● **EXERCISE DETAILS**
Look below for the line containing "Reviewer note: verify one keypoint per instance of the canal.". Output it and each remaining line of the entries exactly, and nothing else.

## Begin DATA SHOWN

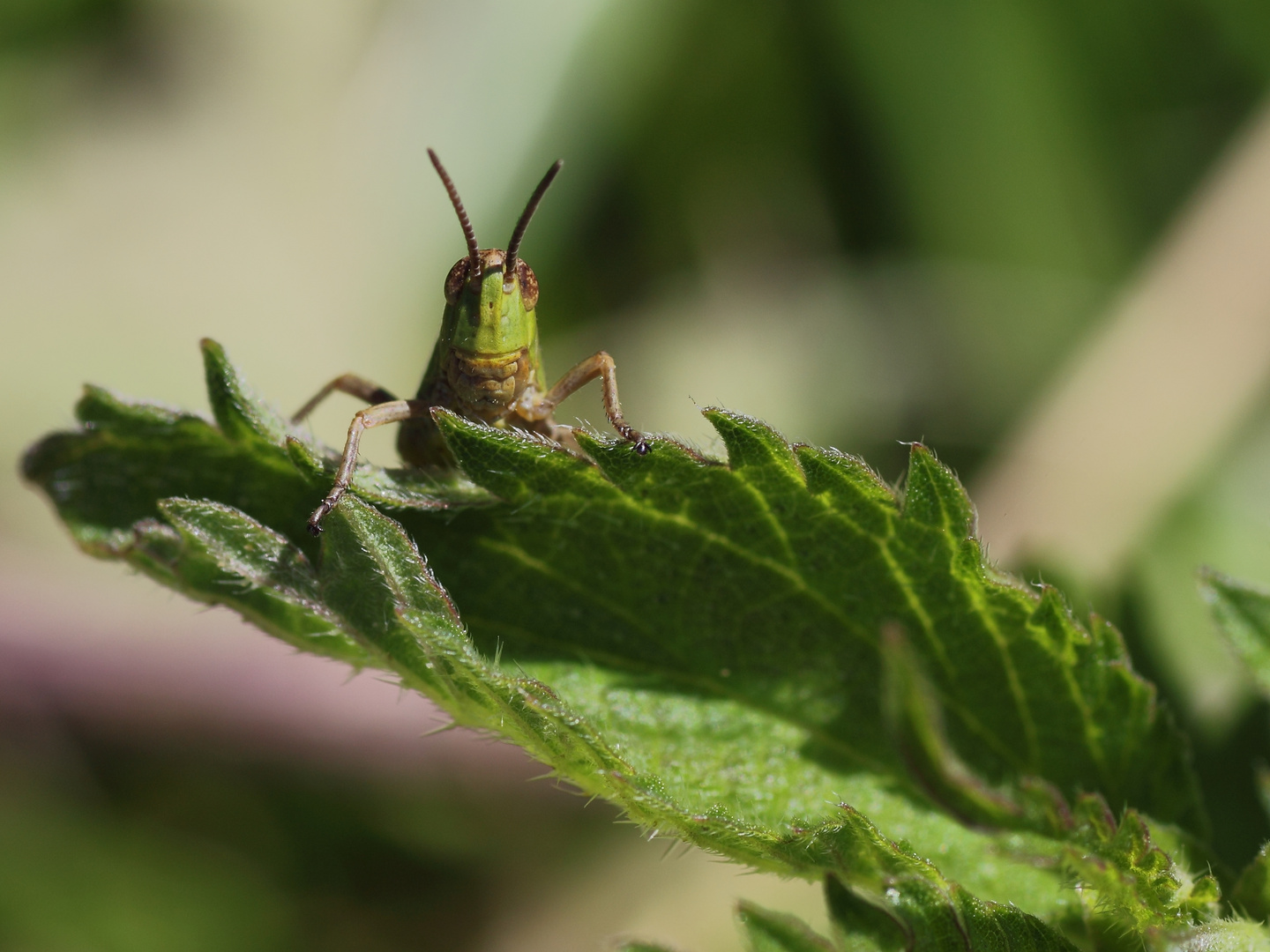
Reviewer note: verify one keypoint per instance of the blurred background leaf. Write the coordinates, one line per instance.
(863, 222)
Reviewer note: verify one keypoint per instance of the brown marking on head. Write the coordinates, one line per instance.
(528, 285)
(490, 260)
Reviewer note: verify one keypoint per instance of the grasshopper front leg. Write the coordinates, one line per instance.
(346, 383)
(377, 415)
(602, 366)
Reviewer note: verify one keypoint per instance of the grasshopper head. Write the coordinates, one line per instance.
(493, 314)
(493, 292)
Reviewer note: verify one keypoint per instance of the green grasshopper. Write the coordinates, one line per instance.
(487, 365)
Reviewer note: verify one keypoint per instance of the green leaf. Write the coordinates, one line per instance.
(1251, 894)
(780, 659)
(778, 932)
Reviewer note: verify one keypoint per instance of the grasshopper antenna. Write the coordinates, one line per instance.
(519, 234)
(469, 231)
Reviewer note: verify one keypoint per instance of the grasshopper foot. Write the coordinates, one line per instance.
(320, 512)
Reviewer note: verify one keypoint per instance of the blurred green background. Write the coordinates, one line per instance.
(863, 222)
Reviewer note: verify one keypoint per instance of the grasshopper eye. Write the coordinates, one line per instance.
(528, 286)
(456, 279)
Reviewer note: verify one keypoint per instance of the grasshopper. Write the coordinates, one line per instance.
(487, 363)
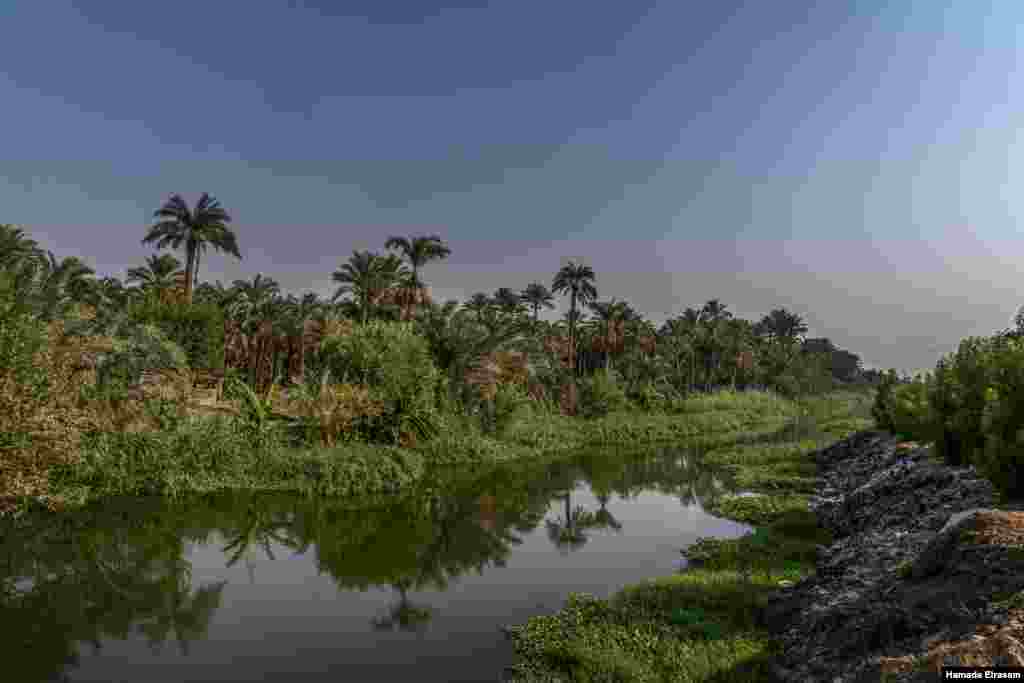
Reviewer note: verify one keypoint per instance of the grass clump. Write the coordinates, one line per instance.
(701, 625)
(205, 455)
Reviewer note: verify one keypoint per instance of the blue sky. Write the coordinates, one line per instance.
(856, 163)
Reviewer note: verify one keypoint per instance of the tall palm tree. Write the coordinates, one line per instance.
(609, 317)
(366, 275)
(577, 280)
(780, 326)
(478, 303)
(508, 301)
(714, 315)
(15, 246)
(56, 285)
(196, 228)
(537, 295)
(161, 273)
(419, 251)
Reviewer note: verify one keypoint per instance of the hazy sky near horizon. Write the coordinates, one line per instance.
(854, 162)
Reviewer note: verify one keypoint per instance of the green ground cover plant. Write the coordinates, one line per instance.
(700, 625)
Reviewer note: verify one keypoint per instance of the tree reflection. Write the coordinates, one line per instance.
(121, 569)
(403, 615)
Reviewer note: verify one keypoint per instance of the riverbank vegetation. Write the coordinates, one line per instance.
(971, 407)
(700, 624)
(162, 383)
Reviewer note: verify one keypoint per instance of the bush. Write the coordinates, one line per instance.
(972, 373)
(198, 329)
(25, 384)
(1003, 460)
(395, 363)
(332, 413)
(943, 398)
(509, 404)
(600, 395)
(910, 412)
(143, 347)
(883, 409)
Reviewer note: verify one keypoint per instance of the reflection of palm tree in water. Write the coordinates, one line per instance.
(567, 534)
(602, 517)
(183, 612)
(403, 615)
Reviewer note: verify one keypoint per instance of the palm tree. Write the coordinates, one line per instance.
(781, 326)
(507, 301)
(537, 295)
(366, 275)
(15, 246)
(419, 251)
(160, 273)
(196, 228)
(578, 281)
(478, 303)
(609, 317)
(56, 285)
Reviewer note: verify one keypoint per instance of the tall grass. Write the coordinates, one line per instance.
(702, 625)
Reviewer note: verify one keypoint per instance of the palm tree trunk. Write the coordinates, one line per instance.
(572, 332)
(190, 249)
(196, 274)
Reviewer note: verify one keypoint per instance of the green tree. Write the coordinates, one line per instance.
(366, 276)
(195, 228)
(160, 273)
(508, 301)
(577, 280)
(419, 251)
(537, 295)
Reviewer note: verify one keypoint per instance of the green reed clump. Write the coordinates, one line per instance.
(702, 624)
(214, 454)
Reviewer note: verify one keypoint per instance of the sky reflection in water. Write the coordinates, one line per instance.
(280, 588)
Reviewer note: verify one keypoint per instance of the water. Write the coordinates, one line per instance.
(283, 588)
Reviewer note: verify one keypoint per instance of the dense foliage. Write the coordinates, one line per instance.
(84, 361)
(972, 407)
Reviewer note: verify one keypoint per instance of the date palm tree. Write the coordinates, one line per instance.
(537, 295)
(161, 273)
(609, 317)
(195, 228)
(577, 280)
(478, 303)
(507, 301)
(366, 275)
(419, 251)
(15, 246)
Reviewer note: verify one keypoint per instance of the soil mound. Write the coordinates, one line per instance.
(923, 569)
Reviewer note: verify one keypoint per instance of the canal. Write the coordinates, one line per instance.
(286, 588)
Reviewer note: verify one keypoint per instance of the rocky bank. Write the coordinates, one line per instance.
(922, 570)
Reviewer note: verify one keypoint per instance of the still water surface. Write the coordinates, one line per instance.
(285, 588)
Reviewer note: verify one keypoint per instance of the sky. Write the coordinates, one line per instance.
(853, 162)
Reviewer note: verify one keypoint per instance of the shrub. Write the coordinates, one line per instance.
(600, 395)
(508, 406)
(1003, 459)
(198, 329)
(882, 410)
(911, 415)
(395, 363)
(943, 397)
(332, 413)
(25, 384)
(972, 372)
(647, 397)
(142, 347)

## End DATA SHOWN

● **ANSWER TO THIS EXERCISE**
Reviewer note: verify one keypoint per instance of the canal. Write the coordinates, one line per instance.
(286, 588)
Reviewer note: verify one keypoint per instance of the rocky bank. Write the coordinates, one line per instance.
(922, 570)
Reviewer note: verify one keypoint per instance of the still water surface. Write the coordinates, one line per instance.
(285, 588)
Reviewer note: verify one keypoint per instance of the sky. Write the coordinates, one line per instance.
(853, 162)
Reviewer note: verify one keypoint per instance of the shrub. Write the coordinates, one line per instance.
(600, 395)
(508, 406)
(1003, 459)
(198, 329)
(882, 410)
(911, 415)
(395, 363)
(943, 397)
(332, 413)
(25, 384)
(972, 372)
(647, 397)
(142, 347)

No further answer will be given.